EXERCISE REQUIREMENTS: Keep every line in which "below" occurs and drop the rest of the data.

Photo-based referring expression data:

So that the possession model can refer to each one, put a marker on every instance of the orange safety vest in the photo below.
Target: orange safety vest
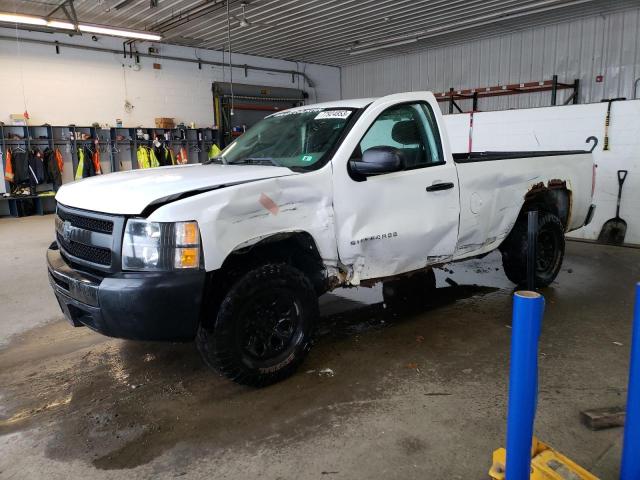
(59, 159)
(96, 162)
(8, 170)
(182, 157)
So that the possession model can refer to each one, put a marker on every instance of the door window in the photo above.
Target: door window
(412, 129)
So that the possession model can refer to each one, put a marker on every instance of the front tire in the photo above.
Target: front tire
(549, 250)
(262, 330)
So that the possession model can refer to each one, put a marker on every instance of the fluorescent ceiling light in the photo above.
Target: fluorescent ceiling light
(355, 51)
(62, 25)
(25, 19)
(119, 33)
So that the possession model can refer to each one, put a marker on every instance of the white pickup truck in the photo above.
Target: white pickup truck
(235, 253)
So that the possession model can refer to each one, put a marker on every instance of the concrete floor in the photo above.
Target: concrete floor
(419, 395)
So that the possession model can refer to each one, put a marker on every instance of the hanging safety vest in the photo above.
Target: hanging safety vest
(59, 159)
(80, 167)
(182, 157)
(143, 157)
(213, 152)
(153, 158)
(8, 170)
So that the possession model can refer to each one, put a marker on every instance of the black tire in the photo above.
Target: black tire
(409, 291)
(549, 251)
(262, 330)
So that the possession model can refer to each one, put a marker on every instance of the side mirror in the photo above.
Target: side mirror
(378, 160)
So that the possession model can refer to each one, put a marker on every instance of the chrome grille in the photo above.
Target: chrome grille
(89, 238)
(101, 256)
(88, 223)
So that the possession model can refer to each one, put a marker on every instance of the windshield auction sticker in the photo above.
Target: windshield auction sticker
(333, 114)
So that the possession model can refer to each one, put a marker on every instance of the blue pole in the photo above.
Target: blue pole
(630, 469)
(523, 382)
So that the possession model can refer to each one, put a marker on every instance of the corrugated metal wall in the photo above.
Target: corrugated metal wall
(607, 45)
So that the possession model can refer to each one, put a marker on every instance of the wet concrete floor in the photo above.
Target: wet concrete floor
(418, 394)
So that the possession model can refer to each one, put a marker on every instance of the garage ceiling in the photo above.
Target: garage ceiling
(332, 32)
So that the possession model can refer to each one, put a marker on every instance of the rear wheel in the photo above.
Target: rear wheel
(262, 330)
(549, 250)
(410, 290)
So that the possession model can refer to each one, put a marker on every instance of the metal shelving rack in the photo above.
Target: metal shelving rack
(475, 94)
(196, 140)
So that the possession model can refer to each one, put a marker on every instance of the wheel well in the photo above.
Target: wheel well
(297, 249)
(554, 198)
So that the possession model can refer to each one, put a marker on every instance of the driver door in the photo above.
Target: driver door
(403, 220)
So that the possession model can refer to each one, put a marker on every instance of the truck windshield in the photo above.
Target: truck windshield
(293, 139)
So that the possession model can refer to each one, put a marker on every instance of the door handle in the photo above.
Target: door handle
(440, 186)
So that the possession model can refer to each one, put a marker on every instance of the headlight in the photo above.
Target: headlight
(153, 246)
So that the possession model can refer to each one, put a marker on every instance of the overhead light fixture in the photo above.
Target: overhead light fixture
(117, 32)
(25, 19)
(357, 51)
(83, 27)
(60, 25)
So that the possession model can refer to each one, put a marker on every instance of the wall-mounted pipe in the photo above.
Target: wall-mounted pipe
(163, 57)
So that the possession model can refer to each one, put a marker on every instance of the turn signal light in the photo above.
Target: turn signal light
(187, 257)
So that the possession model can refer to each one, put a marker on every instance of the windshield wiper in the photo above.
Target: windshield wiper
(256, 161)
(218, 159)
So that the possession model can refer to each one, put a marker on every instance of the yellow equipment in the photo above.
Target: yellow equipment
(546, 464)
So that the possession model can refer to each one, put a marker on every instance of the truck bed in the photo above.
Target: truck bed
(491, 156)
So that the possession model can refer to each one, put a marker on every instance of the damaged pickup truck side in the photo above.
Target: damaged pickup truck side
(234, 253)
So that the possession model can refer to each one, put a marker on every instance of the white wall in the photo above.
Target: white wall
(583, 48)
(566, 128)
(82, 87)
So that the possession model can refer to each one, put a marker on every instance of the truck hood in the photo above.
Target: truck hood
(130, 192)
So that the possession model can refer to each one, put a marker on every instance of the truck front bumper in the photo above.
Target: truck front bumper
(137, 306)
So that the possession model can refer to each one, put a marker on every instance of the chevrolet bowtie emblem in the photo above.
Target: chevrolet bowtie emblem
(66, 230)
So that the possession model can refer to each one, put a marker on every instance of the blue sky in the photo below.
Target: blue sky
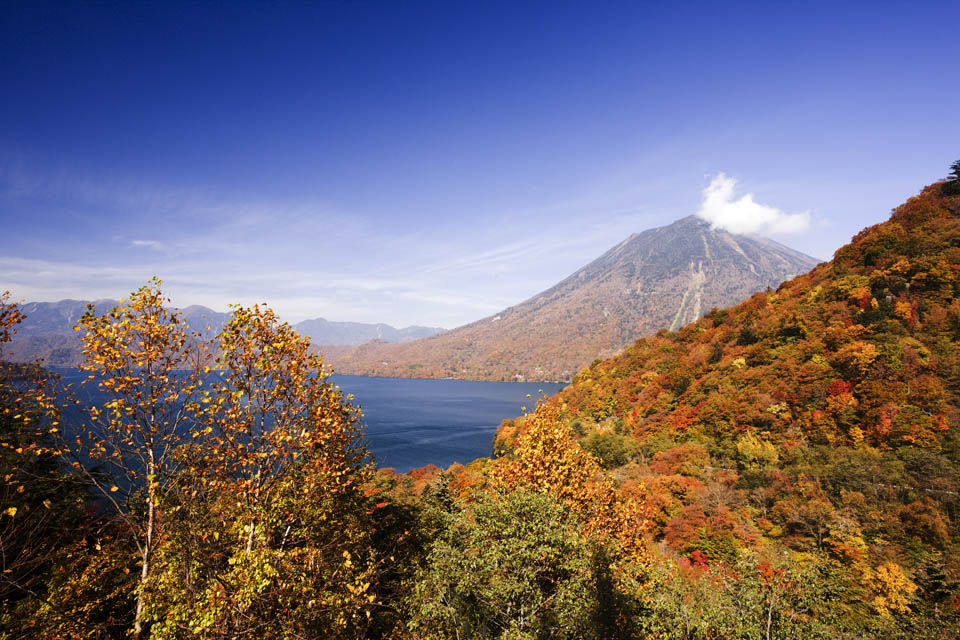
(432, 163)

EXERCISE OUTPUT:
So that the possession model can refer to each one, put a marker on every instance of the orange safety vest in the photo below.
So that the possession model can refer to each one, put a marker on every instance of the blue sky in the photo below.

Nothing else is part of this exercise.